START Extracted information
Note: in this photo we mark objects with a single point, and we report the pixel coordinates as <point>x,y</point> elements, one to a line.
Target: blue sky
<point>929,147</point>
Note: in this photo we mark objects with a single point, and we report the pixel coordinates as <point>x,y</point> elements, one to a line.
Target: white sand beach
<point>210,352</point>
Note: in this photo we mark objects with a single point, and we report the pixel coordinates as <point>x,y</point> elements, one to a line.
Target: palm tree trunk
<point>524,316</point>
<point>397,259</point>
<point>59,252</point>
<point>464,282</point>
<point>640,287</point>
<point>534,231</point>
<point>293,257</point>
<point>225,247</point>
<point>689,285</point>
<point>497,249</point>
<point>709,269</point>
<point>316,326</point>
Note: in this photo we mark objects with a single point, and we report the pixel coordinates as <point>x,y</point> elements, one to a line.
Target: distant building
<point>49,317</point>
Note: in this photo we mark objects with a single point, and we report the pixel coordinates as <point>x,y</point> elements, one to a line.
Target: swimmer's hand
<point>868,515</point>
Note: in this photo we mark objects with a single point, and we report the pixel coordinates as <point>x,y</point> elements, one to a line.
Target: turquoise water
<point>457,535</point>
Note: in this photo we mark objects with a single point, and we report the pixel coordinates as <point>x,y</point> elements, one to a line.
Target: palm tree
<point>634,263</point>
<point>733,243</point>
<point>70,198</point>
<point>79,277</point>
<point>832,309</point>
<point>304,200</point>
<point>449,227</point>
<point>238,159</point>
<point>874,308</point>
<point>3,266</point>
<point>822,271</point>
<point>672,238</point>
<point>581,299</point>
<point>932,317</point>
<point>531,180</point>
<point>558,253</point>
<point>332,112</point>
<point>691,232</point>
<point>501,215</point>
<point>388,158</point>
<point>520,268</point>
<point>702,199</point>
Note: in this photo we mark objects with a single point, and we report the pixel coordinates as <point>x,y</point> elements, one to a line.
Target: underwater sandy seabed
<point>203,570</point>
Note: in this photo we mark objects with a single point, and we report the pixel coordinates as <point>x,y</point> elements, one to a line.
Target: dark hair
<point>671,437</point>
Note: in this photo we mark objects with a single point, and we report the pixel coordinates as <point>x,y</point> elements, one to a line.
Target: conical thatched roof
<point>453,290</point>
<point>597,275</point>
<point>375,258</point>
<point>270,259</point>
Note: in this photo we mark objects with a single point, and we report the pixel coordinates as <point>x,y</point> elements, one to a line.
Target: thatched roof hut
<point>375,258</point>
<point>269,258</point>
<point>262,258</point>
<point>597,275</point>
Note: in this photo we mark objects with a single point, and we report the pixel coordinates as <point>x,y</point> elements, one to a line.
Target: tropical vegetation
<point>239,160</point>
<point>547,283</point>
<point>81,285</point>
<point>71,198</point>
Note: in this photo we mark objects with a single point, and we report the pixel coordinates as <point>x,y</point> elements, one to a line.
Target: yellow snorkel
END Extracted information
Please copy every one of the entries above, swapping "Target" for "Label" wherever it appears and leaving the rest as it stands.

▸ Solution to the exercise:
Note: in this photo we mark objects with a single point, and we report the pixel coordinates as <point>x,y</point> elements, one to a line.
Label: blue sky
<point>929,147</point>
Note: in this photo we mark objects with a single point, and we report the pixel coordinates as <point>x,y</point> elements, one to a line.
Label: white sand beach
<point>210,352</point>
Note: in this photo we mark objects with a single point, and we report the pixel coordinates as <point>x,y</point> elements, one to a line.
Label: palm tree trunk
<point>524,316</point>
<point>397,259</point>
<point>59,252</point>
<point>464,282</point>
<point>640,287</point>
<point>534,231</point>
<point>293,257</point>
<point>225,247</point>
<point>689,285</point>
<point>497,249</point>
<point>709,269</point>
<point>316,326</point>
Note: in this photo we mark objects with a single point, and we report the pixel coordinates as <point>x,y</point> elements, one to a line.
Label: distant building
<point>49,317</point>
Note: in this photo we mark objects with a single point, and we report the pixel coordinates as <point>x,y</point> elements, one to a line.
Label: swimmer's hand
<point>868,515</point>
Note: in this photo we mark objects with a single point, and we report the pixel coordinates as <point>x,y</point> elements, one to a line.
Label: turquoise water
<point>457,535</point>
Note: in this photo we mark objects with a single point, and we report the pixel coordinates as <point>x,y</point> elements, one to a line.
Label: palm tree
<point>634,263</point>
<point>733,243</point>
<point>70,198</point>
<point>79,277</point>
<point>832,309</point>
<point>304,200</point>
<point>449,227</point>
<point>238,159</point>
<point>874,308</point>
<point>3,266</point>
<point>822,271</point>
<point>672,238</point>
<point>581,299</point>
<point>932,317</point>
<point>531,180</point>
<point>558,253</point>
<point>332,112</point>
<point>691,232</point>
<point>501,215</point>
<point>388,158</point>
<point>520,268</point>
<point>702,199</point>
Note: in this photo we mark objects with a single point, and we report the pixel coordinates as <point>x,y</point> elements, one to a line.
Label: underwater sandy seabed
<point>203,570</point>
Note: in this photo we mark objects with a single point, and we report the pixel coordinates as <point>x,y</point> elements, one to a line.
Label: dark hair
<point>671,437</point>
Note: in this photo we mark objects with a single point, and we report the pixel coordinates as <point>x,y</point> elements, one to a line.
Label: conical thatched roof
<point>453,290</point>
<point>597,275</point>
<point>375,258</point>
<point>270,259</point>
Note: in this photo we mark objects with a single point, and we report the pixel coordinates as <point>x,y</point> elements, one to a line.
Label: thatched roof hut
<point>375,258</point>
<point>269,258</point>
<point>262,258</point>
<point>597,275</point>
Note: in this photo we mark objects with a single point, and we report the pixel coordinates as <point>x,y</point> elements, one to a line.
Label: tropical vegetation
<point>239,160</point>
<point>547,283</point>
<point>81,285</point>
<point>71,198</point>
Note: in this photo we mark objects with a single point, and we report the pixel coordinates as <point>x,y</point> elements, one to a line.
Label: yellow snorkel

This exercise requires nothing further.